Records from a data collection:

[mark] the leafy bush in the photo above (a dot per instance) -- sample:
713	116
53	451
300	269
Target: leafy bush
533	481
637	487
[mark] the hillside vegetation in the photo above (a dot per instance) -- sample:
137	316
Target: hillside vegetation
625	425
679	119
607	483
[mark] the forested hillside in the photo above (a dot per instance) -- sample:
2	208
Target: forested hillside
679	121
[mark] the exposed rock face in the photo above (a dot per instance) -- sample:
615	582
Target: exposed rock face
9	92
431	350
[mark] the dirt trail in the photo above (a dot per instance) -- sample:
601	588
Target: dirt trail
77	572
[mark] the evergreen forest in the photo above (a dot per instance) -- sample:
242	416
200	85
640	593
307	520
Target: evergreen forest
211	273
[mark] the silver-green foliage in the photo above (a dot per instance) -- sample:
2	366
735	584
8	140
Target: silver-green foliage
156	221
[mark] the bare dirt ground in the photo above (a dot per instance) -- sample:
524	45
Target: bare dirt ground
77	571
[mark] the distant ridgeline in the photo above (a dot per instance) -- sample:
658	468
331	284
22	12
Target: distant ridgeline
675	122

◆ Assignment
If a line in the entries above contains "photo", report it.

◆ Response to this exercise
[mark] the leafy bush in the photo above (a dot per instance) -- sample:
[mark] the hillside vegetation in the photo above (a dot per instance) -- sample:
[mark] the forested hillside in the photo above (a dot per instance) -- sample:
[mark] the exposed rock face in the photo above (a dot per instance) -- sample:
[mark] the dirt trail in the photo above (a dot per instance) -- sample:
[mark] the evergreen forest in the photo above (a dot per instance) -- sample:
[mark] the silver-green foliage in the photo above (a dot per instance) -- sample:
[mark] the bare dirt ground in the photo above (a dot per instance) -- sample:
[mark] the distant ridgeline in the photo above (a dot per instance) -- sample:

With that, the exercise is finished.